Stored data entries
'''

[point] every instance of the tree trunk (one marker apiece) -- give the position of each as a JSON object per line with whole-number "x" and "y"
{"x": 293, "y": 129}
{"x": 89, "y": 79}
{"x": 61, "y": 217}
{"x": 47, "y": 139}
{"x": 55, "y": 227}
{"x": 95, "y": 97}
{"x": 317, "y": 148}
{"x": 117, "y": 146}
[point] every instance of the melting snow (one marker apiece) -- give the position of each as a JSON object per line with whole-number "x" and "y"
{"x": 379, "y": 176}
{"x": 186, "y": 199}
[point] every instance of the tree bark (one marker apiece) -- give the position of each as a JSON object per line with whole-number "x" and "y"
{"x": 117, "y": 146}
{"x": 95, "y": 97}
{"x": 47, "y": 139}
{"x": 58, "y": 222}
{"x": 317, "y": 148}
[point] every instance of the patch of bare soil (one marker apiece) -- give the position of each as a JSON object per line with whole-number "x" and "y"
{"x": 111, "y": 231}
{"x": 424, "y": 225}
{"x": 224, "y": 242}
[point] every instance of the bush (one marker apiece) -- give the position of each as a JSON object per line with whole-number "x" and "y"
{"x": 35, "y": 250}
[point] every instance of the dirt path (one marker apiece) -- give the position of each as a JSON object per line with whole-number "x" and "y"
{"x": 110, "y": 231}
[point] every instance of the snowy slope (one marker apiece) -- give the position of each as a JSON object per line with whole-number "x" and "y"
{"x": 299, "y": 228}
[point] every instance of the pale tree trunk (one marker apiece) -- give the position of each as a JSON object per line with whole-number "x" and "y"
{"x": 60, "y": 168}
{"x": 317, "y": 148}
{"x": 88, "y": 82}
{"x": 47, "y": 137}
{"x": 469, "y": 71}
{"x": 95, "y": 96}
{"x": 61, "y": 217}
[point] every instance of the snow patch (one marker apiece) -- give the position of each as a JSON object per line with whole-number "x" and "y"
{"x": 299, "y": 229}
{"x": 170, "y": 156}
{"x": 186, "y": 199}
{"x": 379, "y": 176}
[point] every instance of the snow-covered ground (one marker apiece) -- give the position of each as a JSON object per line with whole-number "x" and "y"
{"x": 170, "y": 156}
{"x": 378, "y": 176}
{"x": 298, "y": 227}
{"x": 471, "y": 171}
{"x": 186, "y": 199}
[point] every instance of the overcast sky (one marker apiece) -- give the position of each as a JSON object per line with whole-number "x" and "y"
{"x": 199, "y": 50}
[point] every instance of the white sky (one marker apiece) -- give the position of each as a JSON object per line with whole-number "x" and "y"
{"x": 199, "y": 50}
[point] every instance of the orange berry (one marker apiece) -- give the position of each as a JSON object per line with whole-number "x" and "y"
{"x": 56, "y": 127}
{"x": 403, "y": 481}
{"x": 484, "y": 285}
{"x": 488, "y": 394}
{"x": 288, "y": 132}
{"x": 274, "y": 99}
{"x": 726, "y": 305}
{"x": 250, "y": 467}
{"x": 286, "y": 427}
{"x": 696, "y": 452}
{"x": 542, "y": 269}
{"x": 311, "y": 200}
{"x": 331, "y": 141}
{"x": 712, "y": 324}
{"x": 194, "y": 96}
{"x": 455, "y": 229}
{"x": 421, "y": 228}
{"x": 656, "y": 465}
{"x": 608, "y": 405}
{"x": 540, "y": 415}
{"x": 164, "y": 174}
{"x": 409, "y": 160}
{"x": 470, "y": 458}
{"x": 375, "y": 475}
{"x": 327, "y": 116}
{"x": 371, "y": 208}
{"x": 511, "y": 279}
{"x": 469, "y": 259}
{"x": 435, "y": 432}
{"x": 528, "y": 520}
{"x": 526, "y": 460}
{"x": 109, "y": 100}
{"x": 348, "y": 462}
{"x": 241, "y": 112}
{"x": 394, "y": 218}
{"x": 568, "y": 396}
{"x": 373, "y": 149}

'''

What to work on » Restate all of the data above. Match it word for word.

Expected output »
[point] every instance of the tree trunk (one marker apiece) -- give the position of each as a JSON object per line with whole-number "x" and "y"
{"x": 293, "y": 129}
{"x": 89, "y": 79}
{"x": 61, "y": 217}
{"x": 47, "y": 139}
{"x": 55, "y": 227}
{"x": 95, "y": 97}
{"x": 317, "y": 148}
{"x": 117, "y": 146}
[point] every instance of the melting snow (one marker apiece) -- give the position of each as a JSON object per line with whole-number "x" and "y"
{"x": 379, "y": 176}
{"x": 186, "y": 199}
[point] every instance of the tree bark (one marker apiece) -- give the position of each as a JSON object per line with whole-number "x" and "y"
{"x": 117, "y": 146}
{"x": 95, "y": 97}
{"x": 47, "y": 139}
{"x": 58, "y": 222}
{"x": 317, "y": 148}
[point] every instance of the patch of bare soil (one marker apiece) -- give the position of each as a JSON object per line with whole-number "x" and "y"
{"x": 111, "y": 231}
{"x": 424, "y": 225}
{"x": 224, "y": 242}
[point] every instance of the bush (one marker apiece) -- give the position of each as a JSON object per line with whole-number "x" and "y"
{"x": 35, "y": 250}
[point] every instance of the dirt path (one marker apiece) -- give the position of each as a JSON object per line with whole-number "x" and "y"
{"x": 110, "y": 231}
[point] every instance of the snowy slope (one marker apiece) -- give the position of each as a JSON object per line with whole-number "x" and "y"
{"x": 299, "y": 228}
[point] every instance of the pale tree trunk (one marker apiece) -- give the position of each as a JSON object per line with whole-number "x" and "y"
{"x": 60, "y": 168}
{"x": 317, "y": 148}
{"x": 88, "y": 82}
{"x": 47, "y": 137}
{"x": 469, "y": 71}
{"x": 95, "y": 96}
{"x": 61, "y": 217}
[point] every instance of the snow patch (one marker apiece) -- give the position of each as a JSON object per line with whole-number "x" and "y"
{"x": 299, "y": 229}
{"x": 170, "y": 156}
{"x": 186, "y": 199}
{"x": 379, "y": 176}
[point] every instance of the snow-covered ground (one marker apiece) -- give the position of each as a JSON object per line with whole-number "x" and "y"
{"x": 170, "y": 156}
{"x": 378, "y": 176}
{"x": 298, "y": 227}
{"x": 471, "y": 171}
{"x": 186, "y": 199}
[point] every instance of the overcast sky (one marker apiece) -- give the position of each as a JSON object per line with whole-number "x" and "y"
{"x": 199, "y": 50}
[point] every instance of the white sky (one marker apiece) -- give the position of each as a JSON object per line with whole-number "x" and "y"
{"x": 199, "y": 50}
[point] every instance of the orange berry (one marker apiece) -- give the position of each as a JSON object per line with whole-number "x" and "y"
{"x": 56, "y": 127}
{"x": 403, "y": 481}
{"x": 484, "y": 285}
{"x": 488, "y": 394}
{"x": 288, "y": 132}
{"x": 274, "y": 99}
{"x": 726, "y": 305}
{"x": 250, "y": 467}
{"x": 286, "y": 427}
{"x": 696, "y": 452}
{"x": 542, "y": 269}
{"x": 311, "y": 200}
{"x": 331, "y": 141}
{"x": 712, "y": 324}
{"x": 194, "y": 96}
{"x": 455, "y": 229}
{"x": 421, "y": 228}
{"x": 656, "y": 465}
{"x": 608, "y": 405}
{"x": 540, "y": 415}
{"x": 164, "y": 174}
{"x": 409, "y": 160}
{"x": 470, "y": 458}
{"x": 375, "y": 475}
{"x": 327, "y": 116}
{"x": 371, "y": 208}
{"x": 511, "y": 279}
{"x": 469, "y": 259}
{"x": 435, "y": 432}
{"x": 528, "y": 520}
{"x": 526, "y": 460}
{"x": 109, "y": 100}
{"x": 348, "y": 462}
{"x": 241, "y": 112}
{"x": 394, "y": 218}
{"x": 568, "y": 396}
{"x": 373, "y": 149}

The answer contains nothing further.